Labeled-object pointing entries:
---

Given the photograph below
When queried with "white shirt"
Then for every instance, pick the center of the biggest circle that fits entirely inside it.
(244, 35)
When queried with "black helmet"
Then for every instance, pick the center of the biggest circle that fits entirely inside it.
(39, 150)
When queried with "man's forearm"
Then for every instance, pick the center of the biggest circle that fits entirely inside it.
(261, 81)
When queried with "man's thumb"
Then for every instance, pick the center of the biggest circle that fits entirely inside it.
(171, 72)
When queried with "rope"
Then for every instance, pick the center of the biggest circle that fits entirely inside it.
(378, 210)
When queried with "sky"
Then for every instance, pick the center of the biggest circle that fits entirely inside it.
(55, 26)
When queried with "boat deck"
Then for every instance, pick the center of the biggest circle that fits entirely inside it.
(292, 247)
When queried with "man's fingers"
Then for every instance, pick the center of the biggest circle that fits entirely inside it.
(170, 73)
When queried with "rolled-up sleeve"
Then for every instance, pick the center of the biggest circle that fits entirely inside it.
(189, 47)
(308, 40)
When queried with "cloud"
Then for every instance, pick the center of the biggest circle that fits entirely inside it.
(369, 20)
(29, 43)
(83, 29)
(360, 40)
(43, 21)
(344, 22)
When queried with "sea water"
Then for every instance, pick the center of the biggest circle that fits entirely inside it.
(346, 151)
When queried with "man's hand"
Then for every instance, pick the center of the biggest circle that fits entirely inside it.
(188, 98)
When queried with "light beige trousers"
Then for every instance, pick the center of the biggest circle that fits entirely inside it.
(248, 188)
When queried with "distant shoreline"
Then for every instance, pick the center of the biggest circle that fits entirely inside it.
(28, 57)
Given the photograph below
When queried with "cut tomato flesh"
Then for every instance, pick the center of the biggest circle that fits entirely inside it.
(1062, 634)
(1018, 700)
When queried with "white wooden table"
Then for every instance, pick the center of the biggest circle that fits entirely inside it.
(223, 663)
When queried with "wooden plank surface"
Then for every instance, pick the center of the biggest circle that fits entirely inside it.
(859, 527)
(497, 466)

---

Show each line of the records containing the string "white". Case counts.

## Exercise answer:
When queried with "white shirt"
When queried with "white wooden table"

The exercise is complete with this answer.